- Assignment:
Word for word, transcribe the data below.

- Available data:
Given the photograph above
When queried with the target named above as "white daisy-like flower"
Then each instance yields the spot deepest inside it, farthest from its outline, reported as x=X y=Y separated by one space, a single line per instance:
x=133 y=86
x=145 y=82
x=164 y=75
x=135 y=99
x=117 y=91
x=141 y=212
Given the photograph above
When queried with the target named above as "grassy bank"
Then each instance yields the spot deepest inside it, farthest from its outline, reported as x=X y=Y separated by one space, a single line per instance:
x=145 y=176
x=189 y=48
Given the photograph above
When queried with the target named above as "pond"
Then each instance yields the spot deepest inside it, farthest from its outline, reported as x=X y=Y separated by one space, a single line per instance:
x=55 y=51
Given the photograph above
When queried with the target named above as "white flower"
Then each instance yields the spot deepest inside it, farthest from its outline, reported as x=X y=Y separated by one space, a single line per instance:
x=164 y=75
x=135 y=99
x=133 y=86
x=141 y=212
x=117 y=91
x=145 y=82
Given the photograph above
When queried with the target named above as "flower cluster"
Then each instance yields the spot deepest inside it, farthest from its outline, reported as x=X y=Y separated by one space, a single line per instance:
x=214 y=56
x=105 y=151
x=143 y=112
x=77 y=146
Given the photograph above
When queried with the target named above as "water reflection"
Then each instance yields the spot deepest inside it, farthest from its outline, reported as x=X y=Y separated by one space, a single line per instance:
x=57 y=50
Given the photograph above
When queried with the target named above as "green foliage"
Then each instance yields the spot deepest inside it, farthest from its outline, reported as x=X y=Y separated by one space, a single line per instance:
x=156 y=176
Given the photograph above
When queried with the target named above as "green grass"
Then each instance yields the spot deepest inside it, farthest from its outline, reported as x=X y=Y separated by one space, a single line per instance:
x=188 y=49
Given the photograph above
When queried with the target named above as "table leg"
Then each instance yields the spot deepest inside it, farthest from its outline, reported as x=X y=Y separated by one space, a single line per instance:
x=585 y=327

- Answer for this exercise:
Given the photograph above
When queried with the target named above as "white daisy-like flower"
Then each instance yields the spot deepest inside it, farthest from its outline, reported as x=X y=Y separated by one space, a single line per instance:
x=133 y=86
x=145 y=82
x=164 y=75
x=135 y=99
x=117 y=91
x=141 y=212
Given the photograph above
When queried with the target named above as "grassy bank"
Then each instance yields the spot deepest inside it, farthest from its outline, reported as x=X y=Y separated by one space, a single line per instance:
x=145 y=176
x=189 y=48
Given the photograph above
When queried with the target named above as "pond"
Then each instance yields the spot deepest inside it, farthest from its outline, reported as x=X y=Y separated by one space, a single line per instance:
x=55 y=51
Given the photograph above
When queried with the target named above as "white flower"
Then each instance yields the spot deepest inside it, farthest from its outline, reported as x=X y=Y separated by one space, a single line per instance:
x=164 y=75
x=135 y=99
x=133 y=86
x=141 y=212
x=117 y=91
x=145 y=82
Given the photograph above
When queried with the target named above as "flower cluster"
Then each instance yields the spot deepest inside it, farthest from its outline, reported as x=X y=Y separated by one space, a single line per instance:
x=214 y=56
x=105 y=151
x=143 y=112
x=77 y=146
Given the photograph above
When queried with the target named above as "water reflection"
Then each instance yields the spot deepest inside it, farthest from its outline, reported as x=X y=Y separated by one space, a single line per instance:
x=57 y=50
Given the photograph above
When queried with the target named above as "green foliage"
Then each instance yields the spot deepest inside it, farthest from its outline, reported as x=X y=Y separated by one space, a single line per instance:
x=156 y=176
Given the photograph above
When queried with the target named above as "green grass"
Then each instance yields the spot deepest inside it, farthest from its outline, reported as x=X y=Y separated by one space, a single line per instance:
x=188 y=49
Given the photograph above
When queried with the target named above as "table leg"
Then each instance yields the spot deepest inside it, farthest from its outline, reported as x=X y=Y separated by one space, a single line per instance:
x=585 y=327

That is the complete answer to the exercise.